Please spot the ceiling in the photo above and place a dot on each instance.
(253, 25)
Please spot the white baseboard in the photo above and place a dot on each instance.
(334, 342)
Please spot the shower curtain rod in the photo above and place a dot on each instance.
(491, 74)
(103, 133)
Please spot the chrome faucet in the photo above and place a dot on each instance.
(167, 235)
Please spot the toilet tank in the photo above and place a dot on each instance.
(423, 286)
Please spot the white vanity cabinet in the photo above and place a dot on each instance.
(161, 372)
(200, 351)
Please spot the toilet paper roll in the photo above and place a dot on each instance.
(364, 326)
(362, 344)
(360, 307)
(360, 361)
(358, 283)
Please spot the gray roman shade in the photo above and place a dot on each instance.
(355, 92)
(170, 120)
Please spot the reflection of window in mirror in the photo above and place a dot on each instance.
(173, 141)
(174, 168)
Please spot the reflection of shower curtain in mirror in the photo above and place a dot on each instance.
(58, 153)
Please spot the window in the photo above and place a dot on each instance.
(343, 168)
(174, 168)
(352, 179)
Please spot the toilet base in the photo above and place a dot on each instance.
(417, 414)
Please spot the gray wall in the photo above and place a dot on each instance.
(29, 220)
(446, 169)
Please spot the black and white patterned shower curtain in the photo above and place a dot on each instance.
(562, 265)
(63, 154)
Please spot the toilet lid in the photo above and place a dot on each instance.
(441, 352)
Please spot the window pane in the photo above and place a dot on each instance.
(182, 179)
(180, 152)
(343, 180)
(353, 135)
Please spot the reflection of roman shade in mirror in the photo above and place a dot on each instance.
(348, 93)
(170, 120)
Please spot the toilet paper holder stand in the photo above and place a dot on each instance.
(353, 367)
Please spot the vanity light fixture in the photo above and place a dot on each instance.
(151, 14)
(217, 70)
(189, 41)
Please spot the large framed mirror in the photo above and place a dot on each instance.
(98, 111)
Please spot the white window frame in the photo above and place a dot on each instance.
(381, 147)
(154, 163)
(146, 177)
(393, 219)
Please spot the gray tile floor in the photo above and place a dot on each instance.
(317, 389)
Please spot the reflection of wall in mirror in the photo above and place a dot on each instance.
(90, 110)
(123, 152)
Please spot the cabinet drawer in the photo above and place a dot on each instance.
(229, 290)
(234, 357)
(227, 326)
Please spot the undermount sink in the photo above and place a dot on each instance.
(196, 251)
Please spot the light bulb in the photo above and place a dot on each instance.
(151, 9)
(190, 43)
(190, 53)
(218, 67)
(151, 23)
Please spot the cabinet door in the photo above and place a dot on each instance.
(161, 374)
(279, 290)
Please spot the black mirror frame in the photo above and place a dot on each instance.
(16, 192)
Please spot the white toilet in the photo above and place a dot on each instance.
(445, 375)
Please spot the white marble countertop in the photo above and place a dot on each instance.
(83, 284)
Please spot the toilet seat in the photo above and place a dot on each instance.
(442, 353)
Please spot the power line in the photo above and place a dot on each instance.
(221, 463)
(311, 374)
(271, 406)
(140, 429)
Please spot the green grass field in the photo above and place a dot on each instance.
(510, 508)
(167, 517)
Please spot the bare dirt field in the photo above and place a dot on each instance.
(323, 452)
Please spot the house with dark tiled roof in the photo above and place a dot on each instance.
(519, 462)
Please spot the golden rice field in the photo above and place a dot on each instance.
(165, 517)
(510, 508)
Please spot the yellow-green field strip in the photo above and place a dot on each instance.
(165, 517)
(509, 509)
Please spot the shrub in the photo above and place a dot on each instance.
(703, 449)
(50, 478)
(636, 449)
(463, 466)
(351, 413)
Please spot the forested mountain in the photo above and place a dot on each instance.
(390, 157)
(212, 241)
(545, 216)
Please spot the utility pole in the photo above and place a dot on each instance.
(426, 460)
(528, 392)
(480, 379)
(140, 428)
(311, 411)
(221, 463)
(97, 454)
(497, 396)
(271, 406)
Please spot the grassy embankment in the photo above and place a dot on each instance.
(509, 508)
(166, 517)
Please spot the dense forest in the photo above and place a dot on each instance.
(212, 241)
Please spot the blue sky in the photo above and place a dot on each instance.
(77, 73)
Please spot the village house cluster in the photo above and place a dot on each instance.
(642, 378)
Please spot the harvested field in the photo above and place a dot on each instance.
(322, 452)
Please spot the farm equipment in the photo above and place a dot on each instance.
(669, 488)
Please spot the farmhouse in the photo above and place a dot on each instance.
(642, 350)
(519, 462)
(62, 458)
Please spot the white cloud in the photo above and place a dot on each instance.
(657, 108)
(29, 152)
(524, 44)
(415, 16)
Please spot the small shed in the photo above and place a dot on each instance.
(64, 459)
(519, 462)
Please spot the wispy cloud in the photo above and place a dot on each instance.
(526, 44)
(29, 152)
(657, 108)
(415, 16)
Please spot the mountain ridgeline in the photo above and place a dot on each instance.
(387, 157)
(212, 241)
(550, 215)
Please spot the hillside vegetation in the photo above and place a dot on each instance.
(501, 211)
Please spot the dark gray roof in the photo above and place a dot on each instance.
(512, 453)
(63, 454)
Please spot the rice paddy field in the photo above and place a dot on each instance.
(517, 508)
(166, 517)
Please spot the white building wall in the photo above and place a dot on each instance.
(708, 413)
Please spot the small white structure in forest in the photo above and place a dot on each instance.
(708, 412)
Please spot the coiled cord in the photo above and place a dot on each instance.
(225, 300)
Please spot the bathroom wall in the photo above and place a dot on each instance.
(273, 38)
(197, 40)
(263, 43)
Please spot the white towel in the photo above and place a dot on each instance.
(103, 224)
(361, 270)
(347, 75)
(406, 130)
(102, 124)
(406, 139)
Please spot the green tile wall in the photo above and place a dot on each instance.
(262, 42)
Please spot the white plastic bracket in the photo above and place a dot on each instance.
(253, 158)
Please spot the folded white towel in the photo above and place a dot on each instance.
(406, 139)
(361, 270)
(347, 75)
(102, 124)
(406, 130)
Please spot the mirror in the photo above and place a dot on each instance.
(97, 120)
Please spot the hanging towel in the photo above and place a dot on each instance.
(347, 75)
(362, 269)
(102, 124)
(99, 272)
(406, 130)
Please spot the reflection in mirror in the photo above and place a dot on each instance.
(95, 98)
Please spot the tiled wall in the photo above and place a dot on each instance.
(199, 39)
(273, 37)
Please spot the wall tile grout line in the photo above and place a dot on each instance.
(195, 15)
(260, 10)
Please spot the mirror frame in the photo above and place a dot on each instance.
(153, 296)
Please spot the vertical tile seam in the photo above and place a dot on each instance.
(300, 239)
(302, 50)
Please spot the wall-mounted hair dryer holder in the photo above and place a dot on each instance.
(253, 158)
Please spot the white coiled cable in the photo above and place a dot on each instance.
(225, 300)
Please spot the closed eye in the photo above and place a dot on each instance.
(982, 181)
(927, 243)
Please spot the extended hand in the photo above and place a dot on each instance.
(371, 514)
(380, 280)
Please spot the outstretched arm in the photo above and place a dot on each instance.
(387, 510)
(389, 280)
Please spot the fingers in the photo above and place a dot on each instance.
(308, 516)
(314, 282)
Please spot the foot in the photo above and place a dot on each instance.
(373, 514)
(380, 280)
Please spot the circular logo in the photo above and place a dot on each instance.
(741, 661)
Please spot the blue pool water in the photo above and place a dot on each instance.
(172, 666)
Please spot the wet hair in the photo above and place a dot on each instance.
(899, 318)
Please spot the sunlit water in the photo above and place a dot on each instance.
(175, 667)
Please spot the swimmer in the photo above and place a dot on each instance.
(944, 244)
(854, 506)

▶ [THE PROBLEM]: The full set of records above must be reproduced exactly in the reply.

▶ [ANSWER SPACE]:
Please spot the ceiling in the photo above and place a dot on each instance.
(253, 25)
Please spot the white baseboard in the photo above and place a dot on each instance.
(334, 342)
Please spot the shower curtain rod in the photo above and place a dot on each instance.
(491, 74)
(103, 133)
Please spot the chrome faucet in the photo above and place a dot on each instance.
(167, 235)
Please spot the toilet tank in the photo above and place a dot on each instance.
(423, 286)
Please spot the white vanity cabinet in the photo above and place a dot on each instance.
(161, 372)
(200, 351)
Please spot the toilet paper roll in the photo above and place a dot on each instance.
(364, 326)
(362, 344)
(360, 307)
(360, 361)
(358, 283)
Please spot the gray roman shade in the photo above and place a dot on each instance.
(355, 92)
(170, 120)
Please spot the reflection of window in mirror in the photo above and place a dot on each instance.
(173, 141)
(174, 168)
Please spot the reflection of shower curtain in mirror in the photo above and place a dot on each instance.
(58, 153)
Please spot the window in the photo above and place a dot on each instance.
(343, 168)
(174, 168)
(352, 179)
Please spot the toilet base in the photo above and place a dot on each instance.
(417, 414)
Please spot the gray wall in the photo above and place a dot on each instance.
(29, 220)
(446, 169)
Please spot the black and white patterned shower curtain in the photo above and place a dot on each instance.
(562, 265)
(63, 154)
Please spot the toilet lid in the photo above and place a dot on each instance.
(441, 352)
Please spot the window pane in the photo above and place a dot on each instance.
(182, 179)
(180, 152)
(343, 180)
(353, 135)
Please spot the reflection of roman shade in mirror in the photo above and place a dot on each instance.
(348, 93)
(170, 120)
Please spot the toilet paper holder stand in the photo above and place a dot on each instance.
(353, 367)
Please spot the vanity light fixture in the photo above and place a dot on each instance.
(151, 14)
(217, 70)
(189, 41)
Please spot the large framed mirror in the photo above and place a dot on each instance.
(98, 111)
Please spot the white window frame in the photo above and place a dot on each instance.
(381, 147)
(154, 163)
(146, 177)
(393, 219)
Please spot the gray tile floor in the photo above and place a dot on each instance.
(317, 389)
Please spot the reflection of wall in mirror in the photo above and place a dot on each instance.
(90, 110)
(123, 152)
Please spot the cabinet drawer in the photo above and place a dot on each instance.
(229, 290)
(234, 357)
(227, 326)
Please spot the undermount sink in the photo above and place a dot on each instance.
(196, 251)
Please spot the light bulb in the photo above and place a dot on each instance.
(151, 9)
(190, 43)
(190, 53)
(218, 67)
(151, 23)
Please spot the cabinet door in the photo above and place a dot on each instance.
(161, 374)
(279, 290)
Please spot the black mirror frame in the photo above and place a dot on each instance.
(16, 192)
Please spot the white toilet in the photo above and place a dot on each instance.
(445, 375)
Please spot the white marble countertop in the photo above and place a dot on each instance.
(83, 284)
Please spot the toilet seat in the photo above and place a dot on each instance.
(442, 353)
Please spot the power line in the photo above and place a dot on each instance.
(221, 463)
(311, 374)
(271, 406)
(140, 429)
Please spot the green grass field in the photo above and place a dot on each instance.
(510, 508)
(167, 517)
Please spot the bare dirt field in the photo above and place a dot on each instance.
(323, 452)
Please spot the house with dark tiled roof in the photo above and place a dot on each instance.
(519, 462)
Please spot the golden rice field in the photo above and place a dot on each instance.
(165, 517)
(510, 508)
Please spot the yellow-green field strip in the photo above and place a dot on each instance.
(165, 517)
(509, 509)
Please spot the shrub in the photo above and place a dot on each instance.
(703, 449)
(50, 478)
(636, 449)
(463, 466)
(351, 413)
Please spot the forested mountain in the photo above and place a dot on each instance.
(390, 157)
(212, 241)
(545, 216)
Please spot the utility pole in the photo above and place a dot on each instance.
(426, 460)
(528, 392)
(480, 379)
(140, 428)
(311, 411)
(221, 463)
(97, 454)
(497, 396)
(271, 406)
Please spot the grassy embankment in the photo above and place a dot on each instance.
(509, 508)
(166, 517)
Please spot the dense forest in the photo above and place a dot on each instance.
(212, 241)
Please spot the blue sky in the photo above and place a dot on each instance.
(77, 73)
Please spot the village house cluster in the photo above and place a dot on each instance.
(642, 378)
Please spot the harvested field in the photo above and place a dot on each instance.
(322, 452)
Please spot the farm equipment in the photo above and place a dot on each instance.
(669, 488)
Please spot the farmhouse in the photo above and place a dot on each instance.
(642, 350)
(519, 462)
(62, 458)
Please spot the white cloud in the photo above and place a dot on each instance.
(657, 108)
(29, 152)
(524, 44)
(415, 16)
Please spot the small shed in the photo above and place a dot on each instance.
(64, 459)
(519, 462)
Please spot the wispy cloud in the photo above and place a dot on each instance.
(526, 44)
(29, 152)
(657, 108)
(415, 16)
Please spot the mountain ridgeline in the photo above and place a dot on each instance.
(387, 157)
(212, 241)
(550, 215)
Please spot the hillside vegetation in the photo above and place a dot on each instance.
(501, 211)
Please spot the dark gray roof in the photo above and place a dot on each instance.
(512, 453)
(63, 454)
Please spot the rice paddy field in the photo above and place a dot on each instance.
(517, 508)
(166, 517)
Please spot the white building wall in the photo above and place a dot on each instance.
(708, 413)
Please spot the small white structure in forest in the photo above and place a dot on each instance.
(708, 412)
Please spot the coiled cord in the photo above and place a dot on each instance.
(225, 300)
Please spot the bathroom wall in the photo above and place a dot on each instance.
(273, 38)
(197, 40)
(263, 43)
Please spot the white towel in the photo above and place a dot on each instance.
(103, 224)
(361, 270)
(347, 75)
(406, 130)
(102, 124)
(406, 139)
Please spot the green tile wall in the photo above and place a dot on each instance.
(262, 42)
Please spot the white plastic bracket in the photo above and place a dot on each instance.
(253, 158)
Please spot the folded white towel in the photo above and place a dot on each instance.
(406, 139)
(361, 270)
(347, 75)
(102, 124)
(406, 130)
Please spot the mirror in the photo above and place a dot on each instance.
(97, 120)
Please spot the hanging towel in the photo above and place a dot on each instance.
(347, 75)
(362, 269)
(102, 124)
(99, 272)
(406, 130)
Please spot the reflection in mirror in the photo above and place a dot on each instance.
(95, 98)
Please spot the tiled wall in the photo above and place a dot on each instance.
(199, 39)
(273, 37)
Please spot the wall tile grout line in the photo above and place a dot on each instance.
(195, 15)
(260, 10)
Please spot the mirror frame in the photo above and place a dot on each instance.
(153, 296)
Please spot the vertical tile seam in the photo above and place a dot on each instance.
(300, 239)
(302, 50)
Please spot the wall-mounted hair dryer holder in the photo above and place a dot on each instance.
(253, 158)
Please spot the white coiled cable in the photo above and place a dot on each instance.
(225, 300)
Please spot the closed eye in the photo above and place a dot on each instance.
(982, 181)
(927, 243)
Please spot the extended hand in the photo above and place a dot on each instance.
(371, 514)
(380, 280)
Please spot the outstretched arm in the photo above and place a dot on each instance.
(387, 510)
(389, 280)
Please spot the fingers in the photo above and place a dot on each instance.
(308, 516)
(314, 282)
Please spot the foot in the photo above and place a dot on each instance.
(373, 514)
(380, 280)
Please spot the circular logo in the photo above and place a dot on each instance.
(741, 661)
Please spot the blue pool water in the photo above and place a dot on each instance.
(172, 666)
Please spot the wet hair in the photo above and place a dot on each instance.
(899, 318)
Please spot the sunlit water in the photo above and place a dot on each instance.
(175, 667)
Please spot the swimmer in the photo above and place a dot on each instance.
(944, 244)
(854, 506)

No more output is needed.